Although the renovation work done in 2002 was significant, the CRA would not consider it to be a substantial renovation since less than all or substantially all of the building had been removed or replaced. The upstairs has the same area as the ground floor, and while some renovations were carried out upstairs, they would not, except for the bathroom, be considered removal or replacement of that area. At this point, the renovation work would not be considered to be substantial.

In 2003 Ira G. continued the renovation project as follows:

  • A larger living room was created by removing a wall between the existing room and the library.
  • All the upstairs bedrooms were modernized by replacing the existing plaster on the walls and ceilings with drywall, by repainting, by installing parquet flooring and new shelving in all closets. Skylights were added in three of the bedrooms.
  • A new roof was put on and a new interlocking brick sidewalk was laid.

In this example, the work done in 2003 combined with that carried out in 2002 would be considered to be a substantial renovation since all or substantially all of the interior of the house has been removed or replaced.

While the new roof and new interlocking brick sidewalk are not taken into account in determining whether there has been substantial renovation, the tax paid on these projects would also be eligible for the new housing rebate since they are improvements to the residential complex. The same holds true of other improvements such as the new furnace and the plumbing fixtures.

Bob S.

Bob S. lives in a bungalow that consists of a kitchen, bathroom, living room, family room and three bedrooms. In 2001, the following renovation work was undertaken:

  • Some wall area in two of the bedrooms was patched.
  • The interior and exterior of the house was repainted.
  • The kitchen was completely renovated by replacing the counters, cupboards, floors and appliances.
  • The roof and the exterior siding were replaced.

In this example, the renovation work is not considered to be a substantial renovation since the interior of the house has not been sufficiently removed or replaced. While it is true that some work has been done to all or substantially all of the building, the nature of the work done to the areas other than the kitchen cannot be said to be removal or replacement of those parts of the building.

Douglas J.

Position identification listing

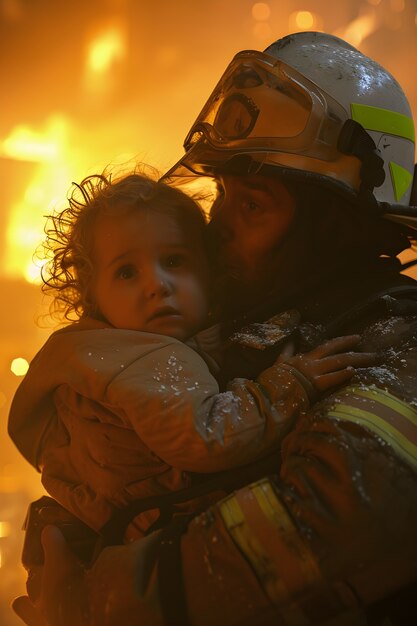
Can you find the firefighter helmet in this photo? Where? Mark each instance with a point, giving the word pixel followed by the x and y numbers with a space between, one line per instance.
pixel 315 108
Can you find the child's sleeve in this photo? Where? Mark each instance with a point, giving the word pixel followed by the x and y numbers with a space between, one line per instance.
pixel 173 403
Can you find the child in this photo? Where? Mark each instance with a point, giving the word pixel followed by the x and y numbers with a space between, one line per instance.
pixel 116 406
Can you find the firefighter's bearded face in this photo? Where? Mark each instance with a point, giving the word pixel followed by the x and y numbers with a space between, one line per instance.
pixel 249 220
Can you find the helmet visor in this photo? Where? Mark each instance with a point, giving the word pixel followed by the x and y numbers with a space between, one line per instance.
pixel 262 105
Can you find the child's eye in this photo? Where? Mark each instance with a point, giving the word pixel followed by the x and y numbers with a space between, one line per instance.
pixel 252 207
pixel 175 260
pixel 126 272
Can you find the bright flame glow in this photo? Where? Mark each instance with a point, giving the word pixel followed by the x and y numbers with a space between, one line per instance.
pixel 19 366
pixel 5 529
pixel 261 11
pixel 359 29
pixel 262 31
pixel 304 19
pixel 397 5
pixel 25 144
pixel 105 50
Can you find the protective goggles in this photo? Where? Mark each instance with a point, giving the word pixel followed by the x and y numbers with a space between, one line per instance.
pixel 262 105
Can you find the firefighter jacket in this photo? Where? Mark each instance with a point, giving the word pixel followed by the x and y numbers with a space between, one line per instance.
pixel 111 416
pixel 322 538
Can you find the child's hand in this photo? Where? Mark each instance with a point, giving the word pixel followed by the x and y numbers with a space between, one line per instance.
pixel 332 364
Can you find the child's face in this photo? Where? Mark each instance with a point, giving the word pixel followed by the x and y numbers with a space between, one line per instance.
pixel 150 274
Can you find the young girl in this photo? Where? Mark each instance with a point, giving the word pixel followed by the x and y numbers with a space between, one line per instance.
pixel 116 406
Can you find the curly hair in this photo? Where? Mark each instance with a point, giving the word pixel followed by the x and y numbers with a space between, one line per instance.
pixel 68 270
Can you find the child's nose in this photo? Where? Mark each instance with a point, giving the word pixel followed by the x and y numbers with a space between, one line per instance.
pixel 157 284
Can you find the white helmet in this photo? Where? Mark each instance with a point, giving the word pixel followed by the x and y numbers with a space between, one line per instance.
pixel 317 109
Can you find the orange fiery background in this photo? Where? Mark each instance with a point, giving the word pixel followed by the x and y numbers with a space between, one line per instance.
pixel 85 84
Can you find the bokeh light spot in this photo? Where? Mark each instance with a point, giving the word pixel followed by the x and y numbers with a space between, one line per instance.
pixel 261 11
pixel 304 19
pixel 19 366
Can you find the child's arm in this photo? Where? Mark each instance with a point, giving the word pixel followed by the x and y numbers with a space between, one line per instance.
pixel 177 410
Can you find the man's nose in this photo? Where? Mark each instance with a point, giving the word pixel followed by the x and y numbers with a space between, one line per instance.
pixel 220 230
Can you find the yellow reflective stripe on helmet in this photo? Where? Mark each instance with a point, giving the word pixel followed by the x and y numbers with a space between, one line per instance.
pixel 383 120
pixel 390 418
pixel 250 533
pixel 401 179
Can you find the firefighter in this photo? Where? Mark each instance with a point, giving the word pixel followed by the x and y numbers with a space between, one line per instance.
pixel 311 144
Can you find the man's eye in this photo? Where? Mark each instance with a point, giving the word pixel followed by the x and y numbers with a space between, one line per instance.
pixel 252 207
pixel 126 272
pixel 175 260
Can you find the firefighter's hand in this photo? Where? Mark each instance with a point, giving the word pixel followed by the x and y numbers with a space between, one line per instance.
pixel 60 601
pixel 332 363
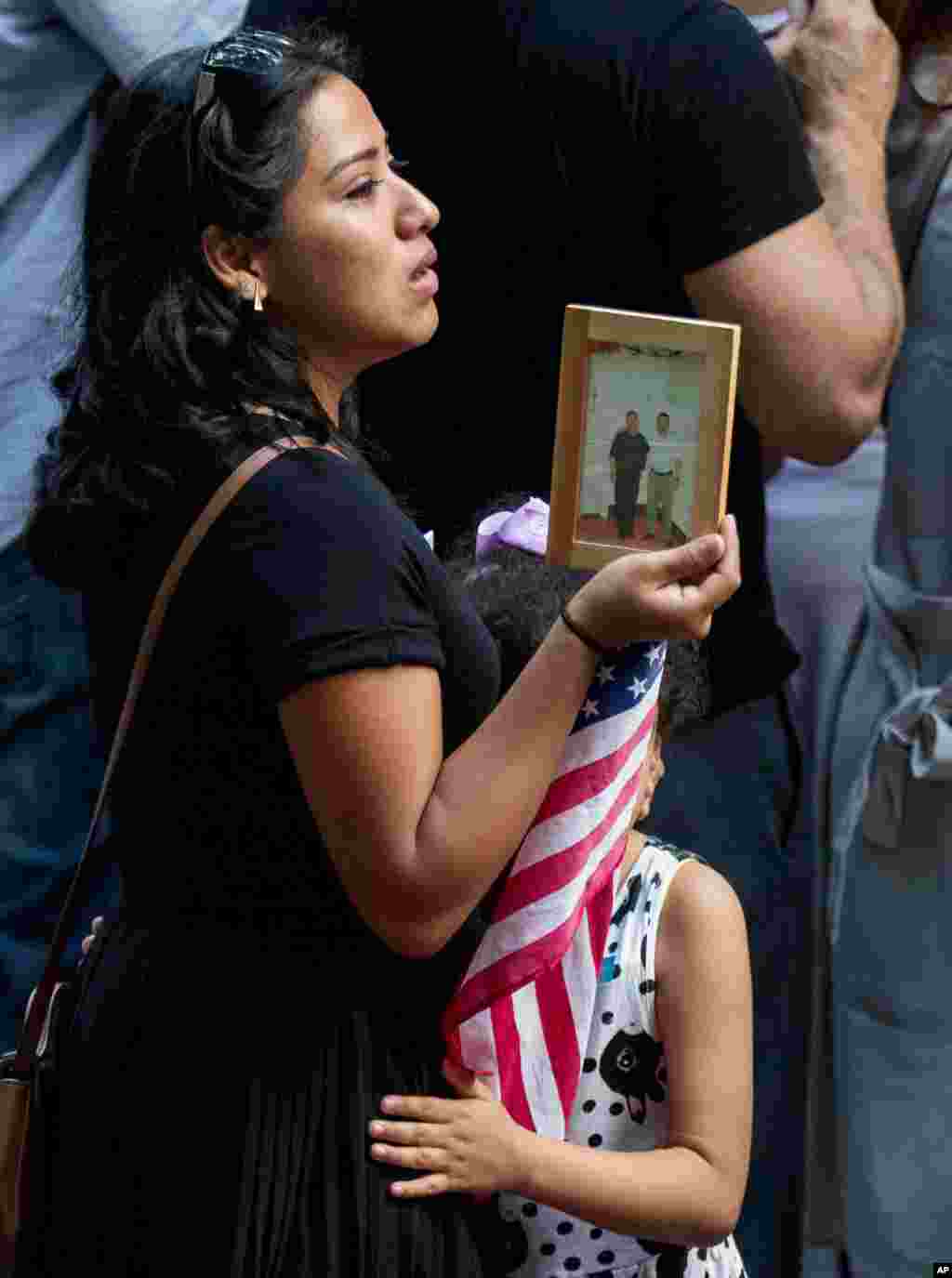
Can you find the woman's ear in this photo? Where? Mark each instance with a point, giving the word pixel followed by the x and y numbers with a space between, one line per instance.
pixel 234 262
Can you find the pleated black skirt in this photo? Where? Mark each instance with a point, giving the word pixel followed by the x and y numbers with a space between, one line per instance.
pixel 215 1107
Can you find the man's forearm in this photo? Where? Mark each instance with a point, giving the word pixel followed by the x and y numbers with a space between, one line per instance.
pixel 849 161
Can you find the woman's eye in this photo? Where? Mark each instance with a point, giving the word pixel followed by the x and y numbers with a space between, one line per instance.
pixel 365 190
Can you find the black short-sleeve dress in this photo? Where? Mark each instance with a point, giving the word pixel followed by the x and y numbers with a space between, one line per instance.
pixel 239 1021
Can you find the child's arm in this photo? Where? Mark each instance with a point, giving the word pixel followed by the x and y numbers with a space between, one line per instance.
pixel 688 1192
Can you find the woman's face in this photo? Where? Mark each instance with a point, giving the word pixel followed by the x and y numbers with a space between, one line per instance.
pixel 351 271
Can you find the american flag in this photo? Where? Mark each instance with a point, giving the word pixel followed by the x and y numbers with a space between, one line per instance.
pixel 522 1011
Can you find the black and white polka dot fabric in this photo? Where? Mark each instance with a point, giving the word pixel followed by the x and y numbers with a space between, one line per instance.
pixel 621 1104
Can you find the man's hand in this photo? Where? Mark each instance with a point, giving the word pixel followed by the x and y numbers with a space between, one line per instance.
pixel 845 63
pixel 98 924
pixel 468 1145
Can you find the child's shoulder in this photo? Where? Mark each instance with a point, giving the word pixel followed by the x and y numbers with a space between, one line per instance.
pixel 699 900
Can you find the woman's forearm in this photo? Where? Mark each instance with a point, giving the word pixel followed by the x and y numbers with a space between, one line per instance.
pixel 490 789
pixel 669 1195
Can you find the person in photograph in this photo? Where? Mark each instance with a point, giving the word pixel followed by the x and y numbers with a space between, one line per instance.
pixel 664 482
pixel 628 456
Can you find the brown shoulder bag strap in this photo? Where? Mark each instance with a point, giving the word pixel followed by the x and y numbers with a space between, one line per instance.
pixel 40 999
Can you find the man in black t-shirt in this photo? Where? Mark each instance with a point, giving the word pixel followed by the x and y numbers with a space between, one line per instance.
pixel 628 455
pixel 651 157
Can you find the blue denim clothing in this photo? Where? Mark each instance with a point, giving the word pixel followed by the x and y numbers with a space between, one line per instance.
pixel 890 818
pixel 51 771
pixel 53 59
pixel 727 794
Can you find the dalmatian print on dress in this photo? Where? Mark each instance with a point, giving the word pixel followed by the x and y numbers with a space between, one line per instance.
pixel 628 1066
pixel 621 1104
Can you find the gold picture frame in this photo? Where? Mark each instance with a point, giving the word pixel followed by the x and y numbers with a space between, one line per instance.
pixel 643 436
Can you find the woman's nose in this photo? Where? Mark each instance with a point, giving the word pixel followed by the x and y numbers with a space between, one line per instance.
pixel 419 215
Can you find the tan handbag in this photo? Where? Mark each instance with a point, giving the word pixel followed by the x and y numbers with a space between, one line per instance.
pixel 51 999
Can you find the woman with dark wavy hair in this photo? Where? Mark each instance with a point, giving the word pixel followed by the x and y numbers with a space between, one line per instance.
pixel 318 790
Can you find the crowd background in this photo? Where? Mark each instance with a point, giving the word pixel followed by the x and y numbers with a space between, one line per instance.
pixel 746 784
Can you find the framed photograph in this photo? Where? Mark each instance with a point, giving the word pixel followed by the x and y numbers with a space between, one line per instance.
pixel 643 439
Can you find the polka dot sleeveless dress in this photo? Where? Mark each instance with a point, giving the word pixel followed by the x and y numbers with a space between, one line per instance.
pixel 621 1104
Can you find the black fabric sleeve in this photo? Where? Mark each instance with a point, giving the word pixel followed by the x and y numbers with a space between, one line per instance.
pixel 331 575
pixel 729 143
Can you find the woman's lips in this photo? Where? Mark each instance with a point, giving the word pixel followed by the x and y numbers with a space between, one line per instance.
pixel 425 280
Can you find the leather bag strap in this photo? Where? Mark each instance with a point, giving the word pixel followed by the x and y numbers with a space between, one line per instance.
pixel 41 995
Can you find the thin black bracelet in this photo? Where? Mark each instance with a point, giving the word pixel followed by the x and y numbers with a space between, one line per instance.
pixel 582 634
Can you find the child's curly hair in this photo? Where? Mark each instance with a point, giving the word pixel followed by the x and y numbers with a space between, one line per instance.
pixel 519 597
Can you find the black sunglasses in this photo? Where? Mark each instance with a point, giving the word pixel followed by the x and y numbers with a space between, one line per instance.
pixel 245 54
pixel 241 59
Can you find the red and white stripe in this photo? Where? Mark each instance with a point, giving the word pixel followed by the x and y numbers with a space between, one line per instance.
pixel 522 1015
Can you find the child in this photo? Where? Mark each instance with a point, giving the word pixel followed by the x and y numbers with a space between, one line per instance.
pixel 652 1175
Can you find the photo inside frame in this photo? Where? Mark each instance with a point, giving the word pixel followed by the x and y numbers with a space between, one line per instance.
pixel 641 447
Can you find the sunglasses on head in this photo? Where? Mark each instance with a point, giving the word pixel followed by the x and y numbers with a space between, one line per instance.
pixel 246 54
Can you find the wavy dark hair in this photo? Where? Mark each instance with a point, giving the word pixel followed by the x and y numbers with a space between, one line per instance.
pixel 167 358
pixel 915 22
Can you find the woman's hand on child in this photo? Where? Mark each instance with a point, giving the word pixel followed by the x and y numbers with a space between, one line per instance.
pixel 661 595
pixel 464 1145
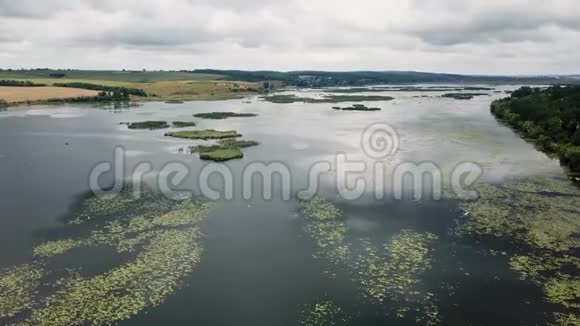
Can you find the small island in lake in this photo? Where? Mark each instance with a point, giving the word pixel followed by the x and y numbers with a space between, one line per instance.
pixel 356 107
pixel 148 125
pixel 223 115
pixel 463 96
pixel 287 99
pixel 224 150
pixel 203 134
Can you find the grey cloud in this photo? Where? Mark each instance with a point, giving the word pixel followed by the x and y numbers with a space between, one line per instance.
pixel 494 26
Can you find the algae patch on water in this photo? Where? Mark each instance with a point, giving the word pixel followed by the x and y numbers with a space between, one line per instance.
pixel 390 272
pixel 18 289
pixel 224 115
pixel 540 220
pixel 224 150
pixel 158 238
pixel 203 134
pixel 325 313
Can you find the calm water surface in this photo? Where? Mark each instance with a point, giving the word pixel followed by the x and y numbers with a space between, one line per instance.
pixel 258 266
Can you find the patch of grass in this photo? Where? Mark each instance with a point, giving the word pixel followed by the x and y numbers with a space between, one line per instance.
pixel 164 237
pixel 183 124
pixel 356 107
pixel 204 134
pixel 223 115
pixel 283 99
pixel 18 288
pixel 222 155
pixel 224 150
pixel 150 125
pixel 463 96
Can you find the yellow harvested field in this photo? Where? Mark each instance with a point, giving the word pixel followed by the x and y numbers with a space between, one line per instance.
pixel 34 94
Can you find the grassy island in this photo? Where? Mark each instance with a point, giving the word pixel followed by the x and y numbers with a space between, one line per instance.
pixel 150 125
pixel 224 150
pixel 286 99
pixel 549 118
pixel 183 124
pixel 463 96
pixel 203 134
pixel 224 115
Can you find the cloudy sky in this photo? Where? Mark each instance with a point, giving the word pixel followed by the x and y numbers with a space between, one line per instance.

### Given instruction
Continue the text above on when home renovation work counts as a substantial renovation, starting right after its final line.

### Answer to this problem
Douglas J.’s house consists of a living room, kitchen, family room, four bedrooms and an unfinished basement. The renovation work on this house consisted of replacing the drywall throughout the house, installing laminate flooring in the kitchen and bathroom, laying new carpet over the old tile flooring in the other rooms, and replacing the kitchen counters and cabinets.

In this example, since the entire habitable area of the house has been renovated to some extent, Douglas J. has met the “all or substantially all” requirement. Furthermore, since he has replaced all of the interior walls, installed new kitchen counters and cabinets, and replaced the old flooring with carpets and laminate, he has met the requirement that all or substantially all of the building has been removed or replaced.

It is not necessary to replace the floors, since they are among the elements excluded in determining whether there has been a substantial renovation. However, if they are removed or replaced, as in this example, such work may be taken into account in determining that the building has been sufficiently renovated.

In summary, Douglas J. has met the requirements for substantially renovating his house.

Multiple unit and mixed-use buildings

1. Multiple unit buildings

A multiple unit building is a building that contains two or more residential units (e.g., apartment buildings and condominium complexes).

For purposes of the new housing rebate, a single unit residential complex means a residential complex containing no more than two residential units under a single title. It includes a detached house or a duplex held under a single title, but does not include a triplex held under a single title.

The new housing rebate applies only to the purchase, construction or substantial renovation of a single unit residential complex (including a duplex held under a single title) or a residential condominium unit.

The substantial renovation of a residential complex requires that all or substantially all of the building be removed or replaced (other than the excluded elements). Where a single unit residential complex consists of two units under a single title, it is the building containing the two units that must be substantially renovated in order to qualify for the rebate. For example, an individual would not be eligible to claim the new housing rebate if just one of the units was renovated (unless that one unit was 90% or more of the building).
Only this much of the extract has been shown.